» **Written instruction**
From the start of the records through the line containing "146], [182, 142]]", inclusive, change "glove finger" to "glove fingertip" and reproduce those lines with nothing else altered.

====== Source material ======

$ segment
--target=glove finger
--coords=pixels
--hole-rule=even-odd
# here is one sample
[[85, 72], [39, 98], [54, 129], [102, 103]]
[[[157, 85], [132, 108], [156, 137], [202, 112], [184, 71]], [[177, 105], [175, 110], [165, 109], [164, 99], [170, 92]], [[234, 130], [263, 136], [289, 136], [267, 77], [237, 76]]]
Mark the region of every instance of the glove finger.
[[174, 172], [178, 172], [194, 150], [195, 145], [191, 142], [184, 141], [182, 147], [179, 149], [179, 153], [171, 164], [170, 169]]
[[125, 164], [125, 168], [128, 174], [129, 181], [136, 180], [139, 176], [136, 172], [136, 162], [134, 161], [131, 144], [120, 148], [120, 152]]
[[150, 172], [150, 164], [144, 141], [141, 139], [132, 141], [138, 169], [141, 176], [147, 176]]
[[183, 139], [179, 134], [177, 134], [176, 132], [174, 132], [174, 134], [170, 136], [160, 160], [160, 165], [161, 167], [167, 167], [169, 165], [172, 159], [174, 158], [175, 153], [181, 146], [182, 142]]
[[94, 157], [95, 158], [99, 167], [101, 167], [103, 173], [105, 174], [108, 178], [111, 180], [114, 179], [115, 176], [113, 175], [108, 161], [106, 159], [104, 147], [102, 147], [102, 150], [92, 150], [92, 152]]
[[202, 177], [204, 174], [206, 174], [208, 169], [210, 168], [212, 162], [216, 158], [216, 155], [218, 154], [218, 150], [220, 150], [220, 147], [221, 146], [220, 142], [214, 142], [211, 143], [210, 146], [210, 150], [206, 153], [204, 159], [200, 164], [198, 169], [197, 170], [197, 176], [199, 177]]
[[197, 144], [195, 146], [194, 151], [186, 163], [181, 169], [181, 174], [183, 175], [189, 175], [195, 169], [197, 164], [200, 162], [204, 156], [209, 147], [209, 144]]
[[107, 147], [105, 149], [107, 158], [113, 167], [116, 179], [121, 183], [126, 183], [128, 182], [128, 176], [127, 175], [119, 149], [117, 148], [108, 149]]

======

» **Right answer**
$ segment
--target=glove fingertip
--coords=pixels
--hole-rule=even-odd
# here is one sample
[[85, 72], [39, 98], [54, 129], [102, 103]]
[[[157, 85], [132, 108], [156, 137], [202, 112], [184, 71]], [[177, 105], [175, 110], [165, 109], [164, 99], [170, 92]], [[234, 130], [263, 136], [289, 136], [267, 77], [237, 76]]]
Mark the region of every instance of the glove fingertip.
[[174, 172], [178, 172], [194, 150], [195, 145], [191, 142], [184, 141], [182, 147], [179, 149], [179, 153], [171, 164], [170, 169]]
[[125, 164], [125, 168], [128, 174], [129, 181], [136, 180], [139, 176], [136, 172], [136, 162], [134, 161], [131, 144], [120, 148], [120, 152]]
[[150, 172], [150, 164], [144, 141], [141, 139], [132, 141], [138, 169], [141, 176], [147, 176]]
[[183, 139], [179, 134], [177, 134], [176, 132], [174, 132], [174, 134], [170, 136], [160, 160], [160, 165], [161, 167], [167, 167], [169, 165], [172, 159], [174, 158], [175, 153], [181, 146], [182, 142]]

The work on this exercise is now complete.